- Work to do:
Report every line in the entries below that contains the string "telephone", copying each such line in full.

- Task material:
====

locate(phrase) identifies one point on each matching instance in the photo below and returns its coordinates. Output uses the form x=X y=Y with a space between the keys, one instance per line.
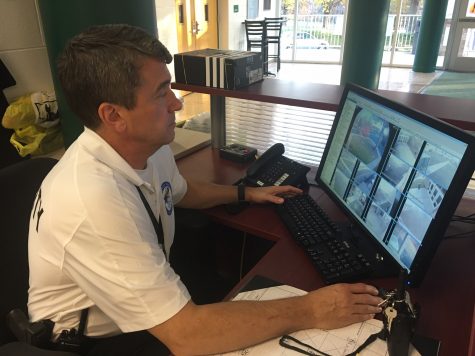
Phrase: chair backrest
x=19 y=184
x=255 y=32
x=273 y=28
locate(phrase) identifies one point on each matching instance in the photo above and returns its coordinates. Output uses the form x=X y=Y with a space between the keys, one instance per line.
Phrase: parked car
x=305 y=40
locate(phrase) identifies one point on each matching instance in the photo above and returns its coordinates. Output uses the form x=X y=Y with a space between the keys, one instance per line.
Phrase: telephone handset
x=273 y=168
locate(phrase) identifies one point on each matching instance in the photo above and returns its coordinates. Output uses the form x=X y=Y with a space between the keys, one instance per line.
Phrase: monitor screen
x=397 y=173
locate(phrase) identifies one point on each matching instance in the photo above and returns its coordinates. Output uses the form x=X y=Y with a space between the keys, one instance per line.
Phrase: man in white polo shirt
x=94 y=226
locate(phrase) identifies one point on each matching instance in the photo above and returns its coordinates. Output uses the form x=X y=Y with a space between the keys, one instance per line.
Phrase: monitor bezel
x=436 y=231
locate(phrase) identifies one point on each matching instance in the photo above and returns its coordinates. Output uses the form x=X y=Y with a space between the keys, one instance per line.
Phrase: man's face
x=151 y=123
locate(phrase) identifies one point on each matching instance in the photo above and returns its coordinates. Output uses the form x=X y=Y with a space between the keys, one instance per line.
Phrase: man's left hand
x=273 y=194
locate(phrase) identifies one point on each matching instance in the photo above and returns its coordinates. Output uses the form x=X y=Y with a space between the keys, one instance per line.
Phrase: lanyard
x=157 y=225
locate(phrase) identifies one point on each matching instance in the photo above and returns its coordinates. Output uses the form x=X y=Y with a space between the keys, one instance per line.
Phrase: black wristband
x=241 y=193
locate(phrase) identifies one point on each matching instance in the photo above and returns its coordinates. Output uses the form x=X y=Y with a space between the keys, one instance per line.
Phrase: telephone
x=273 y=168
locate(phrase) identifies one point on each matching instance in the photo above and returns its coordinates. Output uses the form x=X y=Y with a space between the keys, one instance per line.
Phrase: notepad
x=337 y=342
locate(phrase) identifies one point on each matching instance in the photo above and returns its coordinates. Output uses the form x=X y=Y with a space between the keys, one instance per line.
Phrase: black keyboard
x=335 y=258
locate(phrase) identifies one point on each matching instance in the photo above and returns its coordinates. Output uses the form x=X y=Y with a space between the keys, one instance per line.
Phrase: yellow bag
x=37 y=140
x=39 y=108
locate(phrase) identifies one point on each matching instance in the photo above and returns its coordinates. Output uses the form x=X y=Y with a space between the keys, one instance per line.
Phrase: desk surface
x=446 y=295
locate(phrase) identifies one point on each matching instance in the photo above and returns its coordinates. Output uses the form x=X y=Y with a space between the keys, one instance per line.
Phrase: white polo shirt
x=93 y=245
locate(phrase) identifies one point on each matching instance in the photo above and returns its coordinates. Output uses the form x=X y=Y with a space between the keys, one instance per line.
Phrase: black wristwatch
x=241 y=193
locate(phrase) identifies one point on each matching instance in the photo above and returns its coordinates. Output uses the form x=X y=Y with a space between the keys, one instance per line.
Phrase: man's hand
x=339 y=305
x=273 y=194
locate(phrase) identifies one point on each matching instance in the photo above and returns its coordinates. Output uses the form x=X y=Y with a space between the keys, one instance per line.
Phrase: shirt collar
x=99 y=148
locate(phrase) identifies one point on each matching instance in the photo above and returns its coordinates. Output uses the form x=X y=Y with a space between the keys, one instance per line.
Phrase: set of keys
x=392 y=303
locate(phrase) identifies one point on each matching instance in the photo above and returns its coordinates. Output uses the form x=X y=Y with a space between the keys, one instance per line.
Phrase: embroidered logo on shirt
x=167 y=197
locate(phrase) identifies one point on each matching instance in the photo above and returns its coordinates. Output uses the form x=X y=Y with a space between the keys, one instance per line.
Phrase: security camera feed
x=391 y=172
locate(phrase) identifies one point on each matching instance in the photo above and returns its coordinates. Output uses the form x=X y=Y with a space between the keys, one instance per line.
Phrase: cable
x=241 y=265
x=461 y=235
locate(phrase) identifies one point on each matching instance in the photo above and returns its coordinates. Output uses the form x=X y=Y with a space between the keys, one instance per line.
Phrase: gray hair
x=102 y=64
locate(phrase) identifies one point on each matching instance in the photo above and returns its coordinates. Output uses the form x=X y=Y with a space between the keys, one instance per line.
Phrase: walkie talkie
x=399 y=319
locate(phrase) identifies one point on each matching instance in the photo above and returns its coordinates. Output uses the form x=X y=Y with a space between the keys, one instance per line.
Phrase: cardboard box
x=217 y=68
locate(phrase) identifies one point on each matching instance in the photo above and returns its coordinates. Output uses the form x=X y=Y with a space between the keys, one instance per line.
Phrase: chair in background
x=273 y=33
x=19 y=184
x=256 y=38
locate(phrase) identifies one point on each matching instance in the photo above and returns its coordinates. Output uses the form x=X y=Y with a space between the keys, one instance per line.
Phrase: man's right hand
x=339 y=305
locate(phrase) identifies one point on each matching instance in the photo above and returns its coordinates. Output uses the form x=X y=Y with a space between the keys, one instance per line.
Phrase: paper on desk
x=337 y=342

====

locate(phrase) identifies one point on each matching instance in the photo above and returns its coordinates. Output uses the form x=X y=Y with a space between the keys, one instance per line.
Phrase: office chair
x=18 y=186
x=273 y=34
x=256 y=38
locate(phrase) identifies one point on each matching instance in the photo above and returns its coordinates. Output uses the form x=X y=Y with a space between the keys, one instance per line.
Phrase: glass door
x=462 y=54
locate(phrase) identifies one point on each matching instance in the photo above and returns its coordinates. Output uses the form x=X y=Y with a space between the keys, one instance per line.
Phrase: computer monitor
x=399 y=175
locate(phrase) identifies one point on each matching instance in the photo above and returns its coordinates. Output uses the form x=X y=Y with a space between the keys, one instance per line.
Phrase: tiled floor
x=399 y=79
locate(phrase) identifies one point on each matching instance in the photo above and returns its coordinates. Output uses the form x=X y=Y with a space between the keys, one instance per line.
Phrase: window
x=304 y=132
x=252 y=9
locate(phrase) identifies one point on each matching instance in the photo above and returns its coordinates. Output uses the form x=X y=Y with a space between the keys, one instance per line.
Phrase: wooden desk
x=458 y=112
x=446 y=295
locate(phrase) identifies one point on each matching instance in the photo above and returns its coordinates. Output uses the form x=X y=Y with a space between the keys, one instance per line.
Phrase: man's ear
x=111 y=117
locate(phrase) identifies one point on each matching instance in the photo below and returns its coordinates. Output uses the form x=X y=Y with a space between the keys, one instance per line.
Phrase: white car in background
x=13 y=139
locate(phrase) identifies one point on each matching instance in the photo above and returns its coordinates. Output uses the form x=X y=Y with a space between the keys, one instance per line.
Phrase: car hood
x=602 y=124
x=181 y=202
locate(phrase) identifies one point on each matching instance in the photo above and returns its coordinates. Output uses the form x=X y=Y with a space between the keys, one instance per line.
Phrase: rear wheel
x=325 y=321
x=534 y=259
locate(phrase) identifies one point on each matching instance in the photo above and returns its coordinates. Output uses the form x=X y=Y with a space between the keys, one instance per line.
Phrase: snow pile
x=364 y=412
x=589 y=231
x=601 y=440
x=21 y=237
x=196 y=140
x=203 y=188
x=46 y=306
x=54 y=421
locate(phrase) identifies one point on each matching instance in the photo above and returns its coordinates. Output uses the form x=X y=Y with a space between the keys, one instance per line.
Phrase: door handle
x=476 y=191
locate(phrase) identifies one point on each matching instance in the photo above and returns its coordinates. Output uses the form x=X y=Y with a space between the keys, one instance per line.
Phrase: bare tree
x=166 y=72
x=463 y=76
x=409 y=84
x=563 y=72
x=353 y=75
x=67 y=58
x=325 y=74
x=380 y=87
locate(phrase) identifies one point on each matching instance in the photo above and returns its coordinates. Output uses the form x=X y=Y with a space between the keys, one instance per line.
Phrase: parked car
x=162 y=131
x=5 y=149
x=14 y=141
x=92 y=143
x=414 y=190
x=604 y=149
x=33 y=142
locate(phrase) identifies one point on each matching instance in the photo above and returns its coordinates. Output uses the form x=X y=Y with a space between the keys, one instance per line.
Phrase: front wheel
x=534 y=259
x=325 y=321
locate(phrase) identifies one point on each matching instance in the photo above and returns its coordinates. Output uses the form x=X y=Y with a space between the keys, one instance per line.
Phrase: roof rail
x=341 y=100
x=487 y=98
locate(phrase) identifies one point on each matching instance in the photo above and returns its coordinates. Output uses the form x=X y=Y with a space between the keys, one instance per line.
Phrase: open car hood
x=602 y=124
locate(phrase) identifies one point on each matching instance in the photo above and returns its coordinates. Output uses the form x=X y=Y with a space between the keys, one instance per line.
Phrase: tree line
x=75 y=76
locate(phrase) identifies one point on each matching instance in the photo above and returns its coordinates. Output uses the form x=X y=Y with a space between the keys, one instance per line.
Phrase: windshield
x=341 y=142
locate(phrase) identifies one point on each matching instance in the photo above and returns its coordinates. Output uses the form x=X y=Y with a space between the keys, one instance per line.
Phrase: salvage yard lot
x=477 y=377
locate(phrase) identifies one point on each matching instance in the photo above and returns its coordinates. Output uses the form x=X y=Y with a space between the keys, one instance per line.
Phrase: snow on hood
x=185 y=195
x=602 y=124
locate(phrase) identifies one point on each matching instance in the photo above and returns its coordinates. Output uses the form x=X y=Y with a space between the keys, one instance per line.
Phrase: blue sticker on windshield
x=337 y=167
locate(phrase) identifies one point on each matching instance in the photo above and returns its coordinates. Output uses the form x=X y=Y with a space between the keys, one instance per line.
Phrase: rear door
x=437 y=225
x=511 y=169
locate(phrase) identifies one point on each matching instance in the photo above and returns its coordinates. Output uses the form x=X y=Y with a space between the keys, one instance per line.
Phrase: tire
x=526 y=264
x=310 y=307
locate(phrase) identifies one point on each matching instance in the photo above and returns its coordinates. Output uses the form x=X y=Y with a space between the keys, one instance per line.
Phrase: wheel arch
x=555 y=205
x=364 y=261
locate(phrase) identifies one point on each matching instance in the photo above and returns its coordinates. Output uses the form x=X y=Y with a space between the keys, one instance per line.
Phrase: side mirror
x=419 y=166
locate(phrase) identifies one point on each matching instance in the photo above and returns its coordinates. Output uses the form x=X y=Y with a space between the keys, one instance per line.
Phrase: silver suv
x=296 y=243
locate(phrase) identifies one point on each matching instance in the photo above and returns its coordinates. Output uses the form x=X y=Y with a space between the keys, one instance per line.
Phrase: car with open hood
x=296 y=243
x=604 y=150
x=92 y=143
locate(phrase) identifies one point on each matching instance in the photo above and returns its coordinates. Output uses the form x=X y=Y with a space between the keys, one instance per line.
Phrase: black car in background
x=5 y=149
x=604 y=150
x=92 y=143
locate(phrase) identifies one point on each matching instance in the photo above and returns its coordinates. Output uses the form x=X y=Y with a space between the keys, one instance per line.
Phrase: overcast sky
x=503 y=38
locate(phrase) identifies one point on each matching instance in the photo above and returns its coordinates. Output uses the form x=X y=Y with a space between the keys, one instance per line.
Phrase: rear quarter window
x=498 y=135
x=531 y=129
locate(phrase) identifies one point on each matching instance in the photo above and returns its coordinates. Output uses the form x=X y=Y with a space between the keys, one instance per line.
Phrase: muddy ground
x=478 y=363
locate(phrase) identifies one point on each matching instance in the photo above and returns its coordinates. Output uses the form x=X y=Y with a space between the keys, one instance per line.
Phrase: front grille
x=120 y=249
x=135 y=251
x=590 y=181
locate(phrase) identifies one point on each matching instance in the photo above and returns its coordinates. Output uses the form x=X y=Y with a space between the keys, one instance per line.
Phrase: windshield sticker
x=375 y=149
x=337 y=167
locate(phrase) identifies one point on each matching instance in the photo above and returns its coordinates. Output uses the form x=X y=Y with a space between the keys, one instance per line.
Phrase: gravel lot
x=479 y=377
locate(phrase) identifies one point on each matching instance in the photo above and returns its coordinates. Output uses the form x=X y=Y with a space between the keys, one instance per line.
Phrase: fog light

====

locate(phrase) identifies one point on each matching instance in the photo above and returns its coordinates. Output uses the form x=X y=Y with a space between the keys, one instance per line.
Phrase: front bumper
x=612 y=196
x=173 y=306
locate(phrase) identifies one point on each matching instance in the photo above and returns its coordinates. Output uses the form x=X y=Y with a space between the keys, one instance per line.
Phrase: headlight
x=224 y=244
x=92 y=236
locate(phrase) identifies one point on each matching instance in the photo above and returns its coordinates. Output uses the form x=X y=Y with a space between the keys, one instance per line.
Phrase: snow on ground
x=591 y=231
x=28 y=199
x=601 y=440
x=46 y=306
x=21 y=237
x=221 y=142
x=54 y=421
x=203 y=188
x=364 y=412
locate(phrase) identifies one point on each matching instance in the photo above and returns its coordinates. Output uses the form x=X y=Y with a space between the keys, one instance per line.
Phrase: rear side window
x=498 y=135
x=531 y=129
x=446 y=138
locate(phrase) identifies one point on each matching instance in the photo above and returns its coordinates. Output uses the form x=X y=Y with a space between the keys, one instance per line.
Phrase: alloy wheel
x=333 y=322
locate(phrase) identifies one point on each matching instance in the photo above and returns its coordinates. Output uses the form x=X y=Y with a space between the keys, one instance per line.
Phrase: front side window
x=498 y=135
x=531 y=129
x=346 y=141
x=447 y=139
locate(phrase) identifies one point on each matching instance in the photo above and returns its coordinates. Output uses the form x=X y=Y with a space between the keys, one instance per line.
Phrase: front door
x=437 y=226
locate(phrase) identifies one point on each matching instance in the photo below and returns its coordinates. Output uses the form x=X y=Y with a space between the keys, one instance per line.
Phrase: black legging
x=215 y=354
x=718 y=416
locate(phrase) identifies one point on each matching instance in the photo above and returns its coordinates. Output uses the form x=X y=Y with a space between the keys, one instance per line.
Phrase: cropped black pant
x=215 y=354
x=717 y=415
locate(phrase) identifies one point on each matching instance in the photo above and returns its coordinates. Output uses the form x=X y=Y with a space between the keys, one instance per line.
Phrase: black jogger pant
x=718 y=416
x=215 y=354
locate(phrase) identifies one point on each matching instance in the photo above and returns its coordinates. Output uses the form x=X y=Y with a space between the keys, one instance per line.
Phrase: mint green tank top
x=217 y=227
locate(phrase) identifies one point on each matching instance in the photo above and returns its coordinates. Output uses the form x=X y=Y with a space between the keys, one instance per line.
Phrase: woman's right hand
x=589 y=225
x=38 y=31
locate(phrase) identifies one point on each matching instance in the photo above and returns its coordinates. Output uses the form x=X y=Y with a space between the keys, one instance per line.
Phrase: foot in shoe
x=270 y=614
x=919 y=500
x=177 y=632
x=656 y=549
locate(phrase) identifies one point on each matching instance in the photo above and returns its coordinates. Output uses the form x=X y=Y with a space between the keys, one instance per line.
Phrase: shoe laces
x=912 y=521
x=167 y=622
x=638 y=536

====

- Full solution:
Phrase: telephone handset
Phrase: telephone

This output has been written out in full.